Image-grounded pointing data

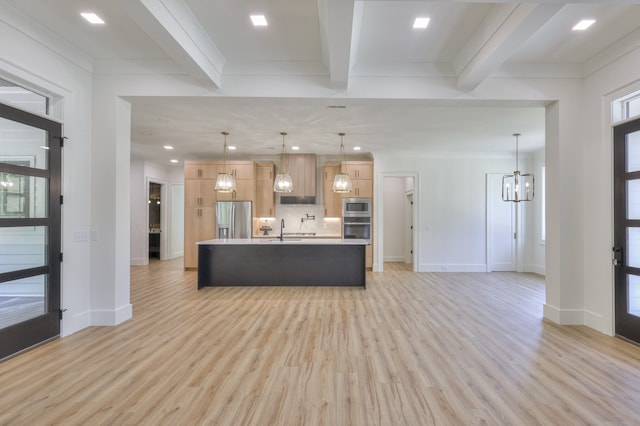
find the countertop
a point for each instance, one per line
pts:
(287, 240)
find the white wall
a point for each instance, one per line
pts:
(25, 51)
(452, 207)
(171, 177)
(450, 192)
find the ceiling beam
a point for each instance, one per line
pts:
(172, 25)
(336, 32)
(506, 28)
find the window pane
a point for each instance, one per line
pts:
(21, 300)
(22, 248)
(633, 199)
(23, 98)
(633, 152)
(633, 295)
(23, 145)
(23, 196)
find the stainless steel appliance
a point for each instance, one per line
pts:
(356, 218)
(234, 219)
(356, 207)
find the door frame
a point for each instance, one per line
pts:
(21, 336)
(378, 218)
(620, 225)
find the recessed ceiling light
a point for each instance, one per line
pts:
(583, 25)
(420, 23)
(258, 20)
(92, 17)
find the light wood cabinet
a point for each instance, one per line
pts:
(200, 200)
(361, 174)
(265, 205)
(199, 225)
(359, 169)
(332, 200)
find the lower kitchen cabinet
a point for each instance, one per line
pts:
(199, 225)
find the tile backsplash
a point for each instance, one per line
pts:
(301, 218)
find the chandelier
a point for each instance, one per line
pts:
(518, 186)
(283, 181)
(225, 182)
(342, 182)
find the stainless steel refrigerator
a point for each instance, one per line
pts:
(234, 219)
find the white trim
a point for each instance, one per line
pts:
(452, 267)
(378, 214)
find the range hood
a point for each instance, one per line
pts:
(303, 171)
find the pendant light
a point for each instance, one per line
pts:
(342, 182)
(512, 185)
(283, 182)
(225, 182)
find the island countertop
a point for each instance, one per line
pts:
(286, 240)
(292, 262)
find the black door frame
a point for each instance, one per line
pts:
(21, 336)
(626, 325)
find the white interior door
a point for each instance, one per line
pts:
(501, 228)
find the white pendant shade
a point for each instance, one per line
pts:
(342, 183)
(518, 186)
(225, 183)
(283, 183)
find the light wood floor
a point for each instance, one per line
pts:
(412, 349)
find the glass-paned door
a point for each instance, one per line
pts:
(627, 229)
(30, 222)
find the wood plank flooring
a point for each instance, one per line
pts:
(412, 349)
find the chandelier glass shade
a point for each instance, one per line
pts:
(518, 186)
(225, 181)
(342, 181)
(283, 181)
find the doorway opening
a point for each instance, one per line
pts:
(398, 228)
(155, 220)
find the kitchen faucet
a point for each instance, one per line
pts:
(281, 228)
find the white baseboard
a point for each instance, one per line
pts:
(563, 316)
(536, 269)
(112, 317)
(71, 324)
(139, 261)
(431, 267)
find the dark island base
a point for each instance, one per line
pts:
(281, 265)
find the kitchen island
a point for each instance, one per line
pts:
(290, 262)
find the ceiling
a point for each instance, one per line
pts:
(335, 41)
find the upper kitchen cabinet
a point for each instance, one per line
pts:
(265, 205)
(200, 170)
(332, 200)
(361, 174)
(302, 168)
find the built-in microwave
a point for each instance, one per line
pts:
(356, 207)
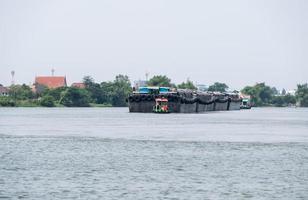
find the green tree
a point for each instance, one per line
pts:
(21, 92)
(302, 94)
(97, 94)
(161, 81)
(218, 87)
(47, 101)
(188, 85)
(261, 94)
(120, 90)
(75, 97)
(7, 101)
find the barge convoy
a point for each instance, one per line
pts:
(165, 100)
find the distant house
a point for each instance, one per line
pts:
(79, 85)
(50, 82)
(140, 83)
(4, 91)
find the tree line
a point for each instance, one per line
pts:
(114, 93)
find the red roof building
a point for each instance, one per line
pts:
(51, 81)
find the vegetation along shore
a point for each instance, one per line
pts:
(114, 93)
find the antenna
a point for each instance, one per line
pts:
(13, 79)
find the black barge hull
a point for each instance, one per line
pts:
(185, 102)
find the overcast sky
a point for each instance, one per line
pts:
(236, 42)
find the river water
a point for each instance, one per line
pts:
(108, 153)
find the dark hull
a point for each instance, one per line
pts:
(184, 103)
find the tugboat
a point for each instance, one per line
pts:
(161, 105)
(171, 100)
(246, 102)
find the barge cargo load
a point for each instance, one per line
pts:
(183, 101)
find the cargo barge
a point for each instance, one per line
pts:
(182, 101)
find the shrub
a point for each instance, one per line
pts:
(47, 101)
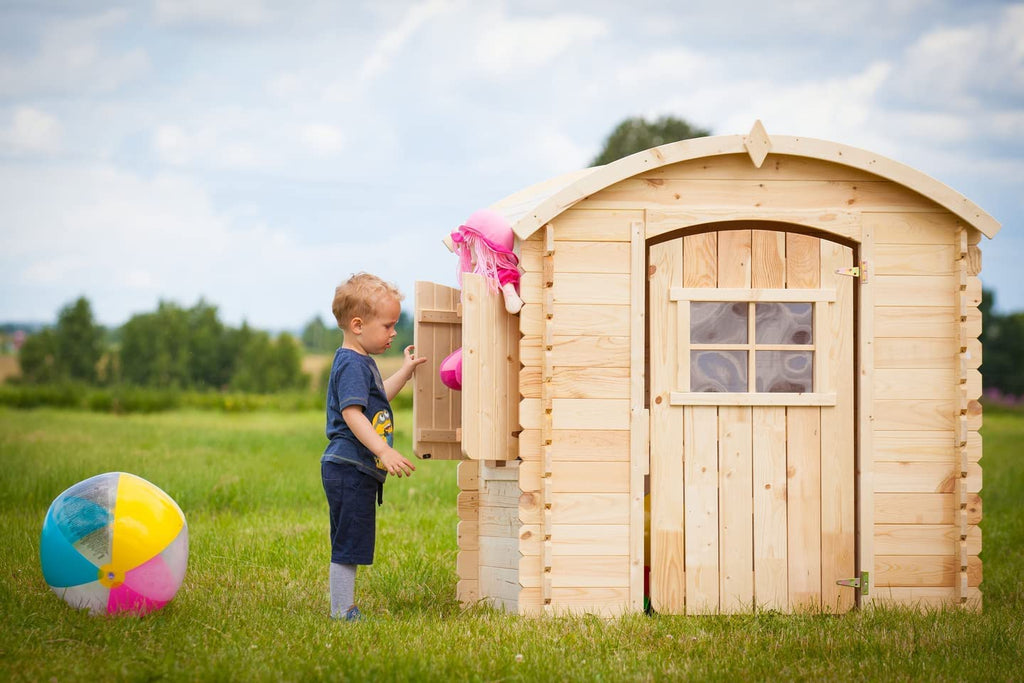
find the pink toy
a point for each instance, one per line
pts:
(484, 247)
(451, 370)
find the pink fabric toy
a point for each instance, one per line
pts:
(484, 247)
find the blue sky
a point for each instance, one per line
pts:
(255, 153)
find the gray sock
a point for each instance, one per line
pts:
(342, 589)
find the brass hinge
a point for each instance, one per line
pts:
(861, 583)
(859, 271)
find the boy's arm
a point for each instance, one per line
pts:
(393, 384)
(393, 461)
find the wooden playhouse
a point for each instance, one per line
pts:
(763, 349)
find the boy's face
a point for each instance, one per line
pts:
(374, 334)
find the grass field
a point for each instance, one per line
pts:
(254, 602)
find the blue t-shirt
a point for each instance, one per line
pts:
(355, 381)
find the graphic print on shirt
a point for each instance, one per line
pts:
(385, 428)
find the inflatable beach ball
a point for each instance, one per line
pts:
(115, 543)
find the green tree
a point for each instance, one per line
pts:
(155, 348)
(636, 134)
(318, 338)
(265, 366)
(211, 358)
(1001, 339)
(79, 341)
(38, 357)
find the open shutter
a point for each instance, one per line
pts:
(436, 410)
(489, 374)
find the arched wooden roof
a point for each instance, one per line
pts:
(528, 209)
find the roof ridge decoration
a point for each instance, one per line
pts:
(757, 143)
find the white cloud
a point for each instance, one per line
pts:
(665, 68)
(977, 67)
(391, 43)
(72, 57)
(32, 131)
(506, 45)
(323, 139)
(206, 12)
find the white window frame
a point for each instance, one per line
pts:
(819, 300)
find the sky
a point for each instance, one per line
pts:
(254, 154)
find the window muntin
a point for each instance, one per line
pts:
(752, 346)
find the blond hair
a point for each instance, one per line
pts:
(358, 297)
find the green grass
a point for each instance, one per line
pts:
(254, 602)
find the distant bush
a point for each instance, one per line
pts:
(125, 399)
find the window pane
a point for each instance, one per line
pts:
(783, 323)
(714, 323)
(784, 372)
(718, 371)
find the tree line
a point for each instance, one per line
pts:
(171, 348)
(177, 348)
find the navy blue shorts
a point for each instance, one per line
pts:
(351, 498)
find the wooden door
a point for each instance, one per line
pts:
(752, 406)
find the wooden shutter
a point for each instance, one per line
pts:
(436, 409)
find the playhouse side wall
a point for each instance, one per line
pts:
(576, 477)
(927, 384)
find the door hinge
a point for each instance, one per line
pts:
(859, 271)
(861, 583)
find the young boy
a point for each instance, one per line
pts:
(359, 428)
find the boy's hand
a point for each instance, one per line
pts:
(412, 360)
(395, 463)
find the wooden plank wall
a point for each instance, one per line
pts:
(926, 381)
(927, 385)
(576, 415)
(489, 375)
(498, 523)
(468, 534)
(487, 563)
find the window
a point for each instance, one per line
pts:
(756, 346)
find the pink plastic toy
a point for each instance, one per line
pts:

== EXERCISE DETAILS ==
Exactly reproduce the lines from the one containing "find the white window frame" through the end of the records, and only those lines.

== ANSWER TO THIS PROBLEM ==
find the white window frame
a point for each instance, one per line
pts:
(819, 300)
find the sky
a point for each instance, one per line
pts:
(254, 154)
find the window muntin
a point for each instance, one per line
pts:
(752, 346)
find the blond hair
a point for each instance, one per line
pts:
(358, 297)
find the green grass
a point for each instance, one per line
pts:
(254, 602)
find the distant bush
a point for each instance, one per line
pts:
(125, 399)
find the window pane
a point for each instance, one per line
pts:
(783, 323)
(714, 323)
(784, 372)
(718, 371)
find the tree line
a point for each instance, one per line
pts:
(171, 348)
(177, 348)
find the navy blue shorts
a point for each instance, one per line
pts:
(351, 498)
find the wooden door
a point for each instance, one per line
pts:
(752, 406)
find the wooden shutter
a point for each instance, one per line
pts:
(436, 409)
find the playhouse side wall
a point for each instance, one per line
pts:
(576, 477)
(927, 384)
find the door hinge
a point for each instance, one per line
pts:
(859, 271)
(861, 583)
find the young boy
a point for each instance, one per line
pts:
(359, 428)
find the boy's hand
a point for each instance, one per line
pts:
(412, 360)
(395, 463)
find the wooden plank wall
a point for each instance, one per line
pts:
(926, 381)
(927, 385)
(576, 415)
(489, 375)
(498, 523)
(468, 534)
(487, 563)
find the window
a point for each instance, one per line
pts:
(756, 346)
find the pink plastic toy
a point for each instance, one per line
pts:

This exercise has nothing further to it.